(Collected data entries)

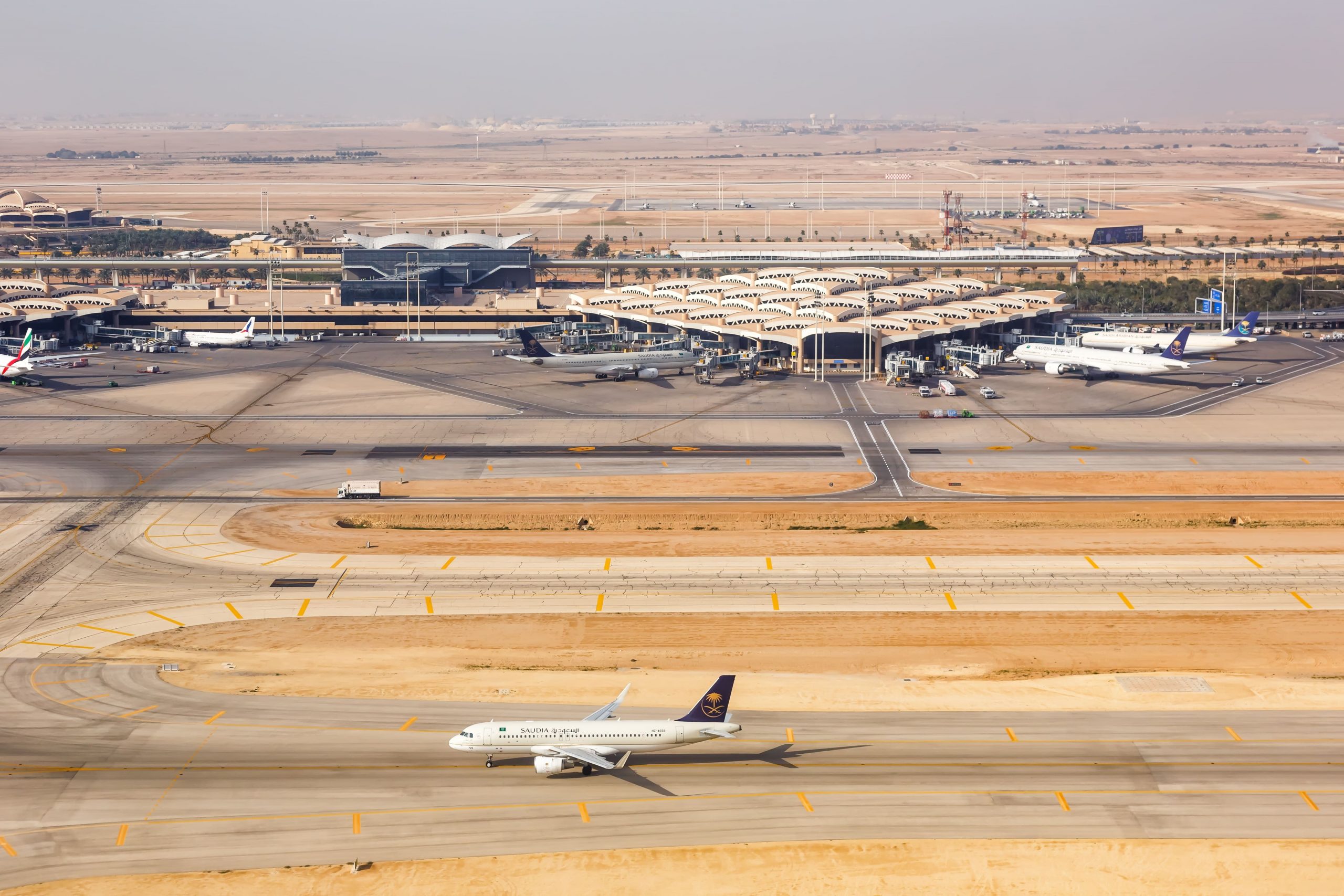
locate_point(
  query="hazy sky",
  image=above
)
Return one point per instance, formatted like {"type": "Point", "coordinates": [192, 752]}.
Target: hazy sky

--

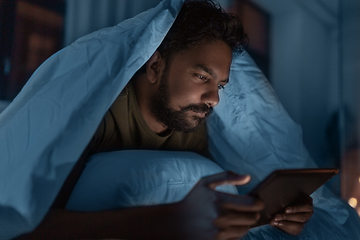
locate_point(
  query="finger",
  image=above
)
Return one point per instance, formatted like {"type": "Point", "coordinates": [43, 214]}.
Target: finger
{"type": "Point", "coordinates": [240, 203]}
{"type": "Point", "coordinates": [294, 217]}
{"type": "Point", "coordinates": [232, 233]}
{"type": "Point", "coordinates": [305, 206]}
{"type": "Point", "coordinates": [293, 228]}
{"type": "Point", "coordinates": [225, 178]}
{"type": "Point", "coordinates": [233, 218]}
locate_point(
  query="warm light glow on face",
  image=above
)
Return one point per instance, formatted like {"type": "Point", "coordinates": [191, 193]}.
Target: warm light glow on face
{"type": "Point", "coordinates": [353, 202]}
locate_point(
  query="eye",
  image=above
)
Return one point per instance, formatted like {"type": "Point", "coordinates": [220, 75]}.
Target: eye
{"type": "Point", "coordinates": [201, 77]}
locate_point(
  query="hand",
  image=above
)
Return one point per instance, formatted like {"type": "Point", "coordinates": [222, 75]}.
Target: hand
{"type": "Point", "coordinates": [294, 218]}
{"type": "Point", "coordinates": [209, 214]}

...

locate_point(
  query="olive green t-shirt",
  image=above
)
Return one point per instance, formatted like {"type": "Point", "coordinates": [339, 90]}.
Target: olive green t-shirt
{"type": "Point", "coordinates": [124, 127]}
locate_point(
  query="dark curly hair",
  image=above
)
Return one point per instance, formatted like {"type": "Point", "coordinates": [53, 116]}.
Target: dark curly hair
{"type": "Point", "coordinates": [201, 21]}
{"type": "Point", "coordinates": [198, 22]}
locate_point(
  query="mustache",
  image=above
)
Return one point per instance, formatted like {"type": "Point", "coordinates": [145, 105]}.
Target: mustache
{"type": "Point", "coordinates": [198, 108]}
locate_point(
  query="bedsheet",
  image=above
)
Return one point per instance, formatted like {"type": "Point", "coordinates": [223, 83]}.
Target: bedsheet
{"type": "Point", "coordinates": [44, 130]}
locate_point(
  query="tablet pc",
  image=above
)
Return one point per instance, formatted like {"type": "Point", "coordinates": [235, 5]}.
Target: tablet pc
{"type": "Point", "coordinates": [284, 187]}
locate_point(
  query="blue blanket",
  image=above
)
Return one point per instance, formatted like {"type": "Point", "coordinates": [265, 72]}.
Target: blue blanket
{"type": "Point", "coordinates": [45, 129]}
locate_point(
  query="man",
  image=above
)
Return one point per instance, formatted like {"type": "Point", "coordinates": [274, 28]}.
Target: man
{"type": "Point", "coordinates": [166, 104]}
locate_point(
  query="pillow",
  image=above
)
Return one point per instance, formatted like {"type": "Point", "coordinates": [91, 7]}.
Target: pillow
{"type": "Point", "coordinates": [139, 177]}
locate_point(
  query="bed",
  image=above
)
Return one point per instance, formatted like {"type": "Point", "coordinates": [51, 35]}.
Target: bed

- **The problem**
Which lines of the items above contain the string "blue"? Report each such line in full, and treat uppercase and lowercase as different.

- **Response to the task**
  query="blue blanket",
Target: blue blanket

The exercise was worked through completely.